(Region pointing data)

====================

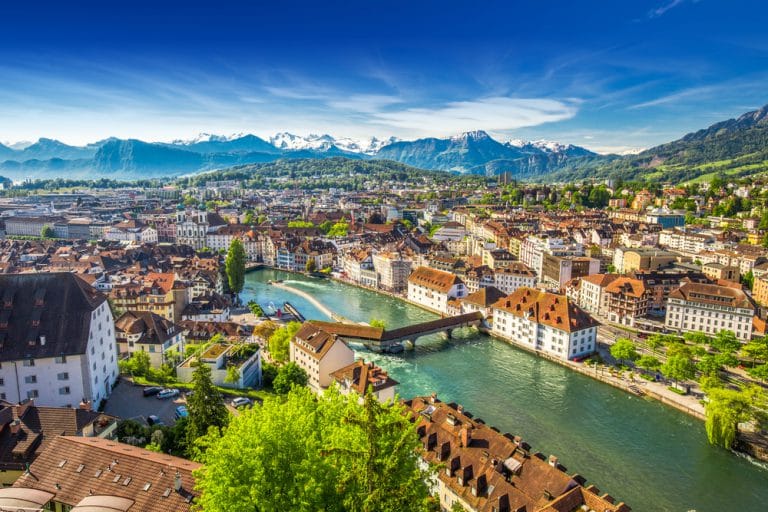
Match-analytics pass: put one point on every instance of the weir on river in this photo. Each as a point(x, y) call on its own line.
point(644, 453)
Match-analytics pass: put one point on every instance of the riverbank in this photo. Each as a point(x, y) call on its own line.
point(651, 455)
point(657, 391)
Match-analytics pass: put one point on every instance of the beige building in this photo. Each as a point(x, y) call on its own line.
point(392, 271)
point(710, 308)
point(320, 354)
point(433, 288)
point(360, 376)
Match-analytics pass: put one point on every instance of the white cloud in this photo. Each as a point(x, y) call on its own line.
point(492, 114)
point(662, 10)
point(364, 103)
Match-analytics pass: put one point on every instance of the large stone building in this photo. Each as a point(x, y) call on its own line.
point(144, 331)
point(57, 340)
point(545, 322)
point(433, 288)
point(710, 308)
point(93, 474)
point(482, 469)
point(320, 354)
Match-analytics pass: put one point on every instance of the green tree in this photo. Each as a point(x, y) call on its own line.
point(748, 279)
point(338, 230)
point(679, 367)
point(306, 454)
point(300, 224)
point(47, 232)
point(726, 408)
point(696, 337)
point(206, 407)
point(288, 376)
point(136, 365)
point(279, 341)
point(649, 363)
point(624, 350)
point(233, 375)
point(756, 349)
point(235, 267)
point(759, 372)
point(725, 341)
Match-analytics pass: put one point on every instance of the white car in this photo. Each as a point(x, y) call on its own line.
point(241, 401)
point(168, 393)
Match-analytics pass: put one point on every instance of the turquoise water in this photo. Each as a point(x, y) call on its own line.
point(642, 452)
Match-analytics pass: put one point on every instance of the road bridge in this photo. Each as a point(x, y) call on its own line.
point(392, 340)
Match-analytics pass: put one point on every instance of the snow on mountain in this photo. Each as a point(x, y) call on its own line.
point(290, 142)
point(207, 137)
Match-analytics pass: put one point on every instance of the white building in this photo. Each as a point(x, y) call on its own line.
point(144, 331)
point(320, 354)
point(360, 376)
point(392, 271)
point(433, 288)
point(545, 322)
point(57, 340)
point(710, 308)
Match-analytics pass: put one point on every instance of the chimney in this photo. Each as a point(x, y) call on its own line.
point(466, 436)
point(21, 409)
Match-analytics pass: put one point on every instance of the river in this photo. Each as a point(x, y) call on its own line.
point(651, 456)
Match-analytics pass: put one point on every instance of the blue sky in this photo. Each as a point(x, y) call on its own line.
point(609, 75)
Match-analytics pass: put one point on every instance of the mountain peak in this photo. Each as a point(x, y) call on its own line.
point(471, 135)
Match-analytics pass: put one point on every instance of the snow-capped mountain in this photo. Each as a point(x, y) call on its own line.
point(290, 142)
point(207, 137)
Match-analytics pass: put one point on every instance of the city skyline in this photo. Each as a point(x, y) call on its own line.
point(609, 78)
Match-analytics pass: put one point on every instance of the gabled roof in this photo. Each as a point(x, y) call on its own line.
point(484, 297)
point(154, 328)
point(361, 375)
point(713, 294)
point(76, 467)
point(55, 307)
point(434, 279)
point(546, 308)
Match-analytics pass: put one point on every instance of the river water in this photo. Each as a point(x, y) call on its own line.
point(651, 456)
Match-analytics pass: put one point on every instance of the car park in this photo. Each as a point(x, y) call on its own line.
point(152, 390)
point(154, 420)
point(168, 393)
point(241, 401)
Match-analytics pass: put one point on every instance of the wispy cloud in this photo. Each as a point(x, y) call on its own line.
point(663, 9)
point(493, 114)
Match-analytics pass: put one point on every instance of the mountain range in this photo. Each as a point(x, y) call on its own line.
point(735, 147)
point(473, 152)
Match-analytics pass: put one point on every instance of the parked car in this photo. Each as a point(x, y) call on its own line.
point(152, 390)
point(168, 393)
point(241, 401)
point(154, 420)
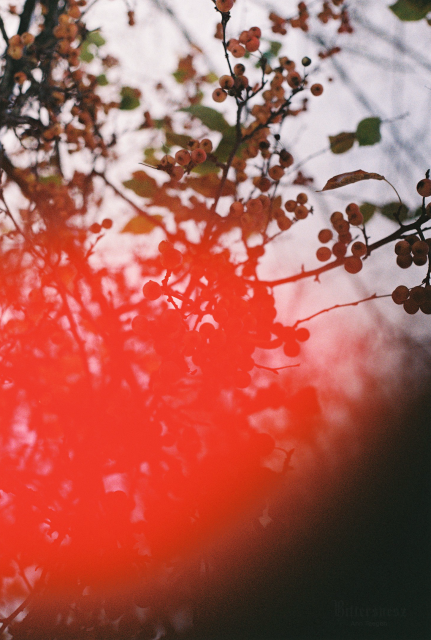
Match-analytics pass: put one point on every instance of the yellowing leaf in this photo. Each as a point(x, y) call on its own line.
point(349, 178)
point(141, 224)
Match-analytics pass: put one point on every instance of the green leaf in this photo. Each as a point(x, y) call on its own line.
point(209, 117)
point(368, 131)
point(368, 210)
point(94, 37)
point(388, 210)
point(140, 224)
point(142, 184)
point(342, 142)
point(408, 10)
point(177, 139)
point(129, 99)
point(102, 80)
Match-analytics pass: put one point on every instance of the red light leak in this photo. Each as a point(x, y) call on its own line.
point(116, 493)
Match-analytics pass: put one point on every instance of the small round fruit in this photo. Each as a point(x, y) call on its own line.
point(420, 248)
point(219, 95)
point(325, 235)
point(252, 45)
point(152, 290)
point(255, 32)
point(323, 254)
point(423, 188)
point(301, 212)
point(301, 198)
point(284, 223)
point(400, 294)
point(183, 157)
point(206, 144)
point(316, 89)
point(226, 82)
point(411, 307)
point(353, 264)
point(290, 206)
point(339, 249)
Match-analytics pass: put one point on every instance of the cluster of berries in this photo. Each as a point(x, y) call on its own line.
point(184, 159)
point(413, 300)
point(231, 85)
point(353, 263)
point(247, 41)
point(412, 250)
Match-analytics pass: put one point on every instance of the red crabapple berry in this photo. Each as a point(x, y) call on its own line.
point(290, 206)
point(325, 235)
point(316, 89)
point(206, 145)
point(255, 32)
point(323, 254)
point(284, 223)
point(226, 82)
point(411, 307)
point(252, 45)
point(359, 249)
point(301, 212)
point(152, 290)
point(400, 294)
point(353, 264)
point(183, 157)
point(423, 188)
point(339, 249)
point(420, 248)
point(237, 50)
point(176, 173)
point(219, 95)
point(198, 156)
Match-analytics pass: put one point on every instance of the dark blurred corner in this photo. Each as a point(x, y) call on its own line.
point(360, 568)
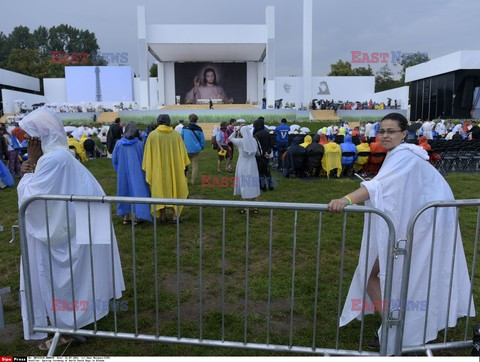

====================

— TASK INSTRUCTIONS —
Excluding all pictures, print exactly and only the lines from the line with "of the cluster" through the end of the records above, both ends included.

— RESPONSE TO THIS EXERCISE —
Match-analytics pass: put one point on every instance of the cluster of berries in this photo. Each as a point(x, y) call on its own line.
point(184, 159)
point(413, 300)
point(231, 85)
point(353, 263)
point(247, 41)
point(412, 250)
Match-analytics pass: put one point on every instance of the red crabapple berry in this photo. Each as a point(x, y) call on its own line.
point(290, 206)
point(325, 235)
point(316, 89)
point(206, 145)
point(255, 32)
point(323, 254)
point(284, 223)
point(226, 82)
point(411, 307)
point(252, 45)
point(359, 249)
point(301, 212)
point(152, 290)
point(400, 294)
point(353, 264)
point(183, 157)
point(423, 188)
point(339, 249)
point(420, 248)
point(237, 50)
point(176, 173)
point(219, 95)
point(198, 156)
Match-analytics pass: put one point on every instance of the dark blurred corner in this photo. Each as a point(x, y) call on its own line.
point(360, 568)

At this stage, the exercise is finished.